> _Text section_:
──────────
In your example I understand that I should iterate the cursor, but in this case I should know which struct to use as a result recipient, isn't it?

charlyjna avatar Aug 10 '23 13:08 charlyjna

Ok, I read deeper the cursor readDocument method to understand how it works. What I did is adding 2 methods:

// Return raw batch result
func (c *cursor) GetRawData() []*RawObject {
    return c.cursorData.Result
}
// A method based on readDocument but only to fetch the next batch
func (c *cursor) Next(ctx context.Context) error {
   ...
}

Now, I can use a generic method to execute a query and return a raw JSON file instead of iterating record by record.

I updated the title because it could be nice to have these methods in standard.

charlyjna avatar Aug 10 '23 17:08 charlyjna

To explain more what I did:

First, I added these 2 methods in cursor_impl.go:

// Return raw batch result
func (c *cursor) GetRawData() []*RawObject {
	return c.cursorData.Result
}
// A method based on readDocument but only to fetch the next batch
func (c *cursor) Next(ctx context.Context, retryBatchID string) error {
	if c.resultIndex < 0 {
		return WithStack(NoMoreDocumentsError{})
	}

	// Force use of initial endpoint
	ctx = WithEndpoint(ctx, c.endpoint)
	if len(c.cursorData.NextBatchID) > 0 {
		c.NextBatchID = c.cursorData.NextBatchID
	}

	// This is required since we are interested if this was a dirty read,
	// but we do not want to trash the users bool reference.
──────────
> _Exercises_:
**a.** In the Go cursor thread, which file did the commenter add the two new methods to?
**b.** Write the next part of the Go cursor thread, picking up right after its final line.

> _Information supplied_:
──────────
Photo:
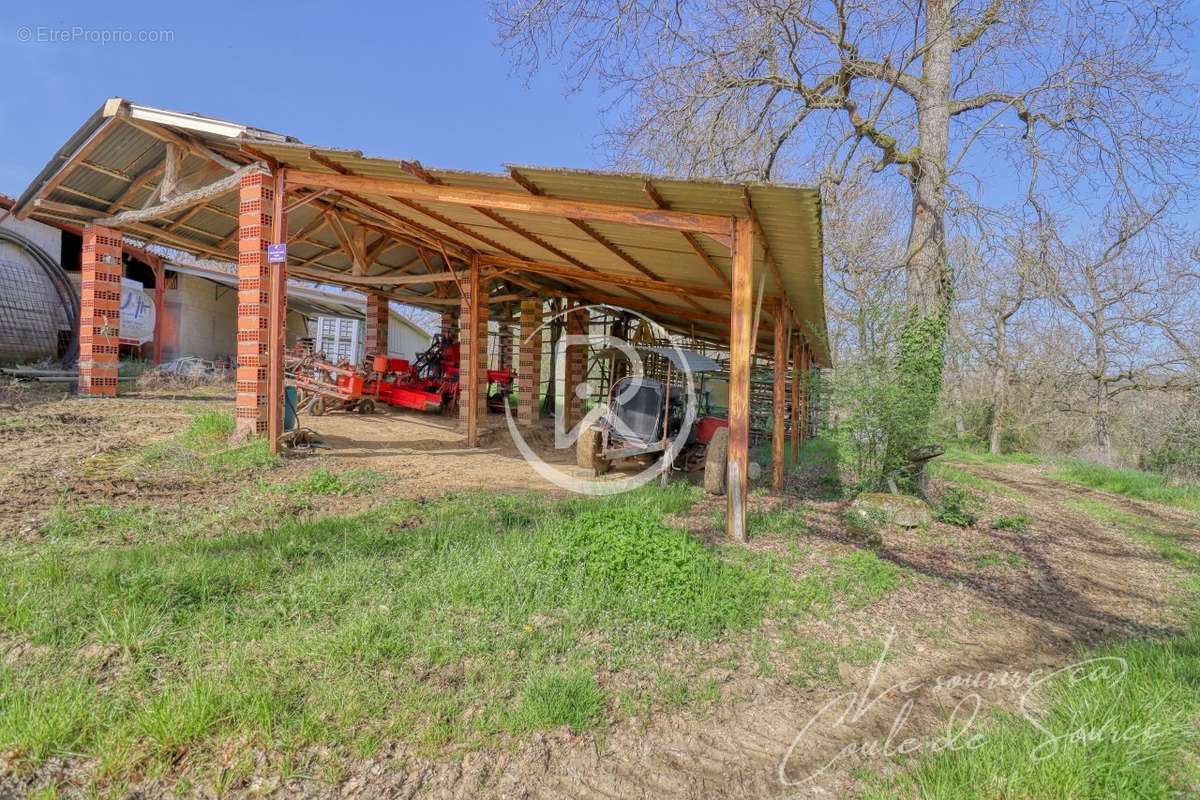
──────────
> _Answers per task_:
**a.** cursor_impl.go

**b.**
	var wasDirtyRead bool
	fetchCtx := ctx
	if c.allowDirtyReads {
		fetchCtx = WithAllowDirtyReads(ctx, &wasDirtyRead)
	}

	p := path.Join(c.relPath(), c.cursorData.ID)

	// If we have a NextBatchID, use it
	if c.NextBatchID != "" {
		p = path.Join(c.relPath(), c.cursorData.ID, c.NextBatchID)
	}

	// We have to retry the batch instead of fetching the next one
	if retryBatchID != "" {
		p = path.Join(c.relPath(), c.retryData.cursorID, retryBatchID)
	}

	// Update currentBatchID before fetching the next batch (no retry case)
	if c.NextBatchID != "" && retryBatchID == "" {
		c.retryData.currentBatchID = c.NextBatchID
	}

	// Fetch the next batch
	req, err := c.conn.NewRequest("POST", p)
	if err != nil {
		return WithStack(err)
	}

	cs := applyContextSettings(fetchCtx, req)
	resp, err := c.conn.Do(fetchCtx, req)
	if err != nil {
		return WithStack(err)
	}
	if err := resp.CheckStatus(200); err != nil {
		return WithStack(err)
	}
	loadContextResponseValues(cs, resp)
	var data cursorData
	if err := resp.ParseBody("", &data); err != nil {
		return WithStack(err)
	}
	c.cursorData = data
	c.resultIndex = 0
	c.lastReadWasDirty = wasDirtyRead

	if !c.cursorData.HasMore {
		// Out of data
		c.resultIndex = -1
	}

	return nil
}

Then I use this code to query the database and get a result in JSON format:

...
if cur != nil {
	defer (*cur).Close()
	var raw []*driver.RawObject
	for {
		raw = append(raw, (*cur).GetRawData()...)
		if !(*cur).HasMore() {
			break
		}
		if err := (*cursor).Next(context.Background(), ""); err != nil {
			logger.Errorf("Cannot fetch next batch: %v", err)
			break
		}
	}
}
...

Do you think you could add these methods (GetRawData() and Next()) in a next release?

I wrote a small web server to be able to query ArangoDB from any external application using a POST query and get a JSON result. It is very helpful and very fast this way for example with Grafana or PowerBI.

Thank you.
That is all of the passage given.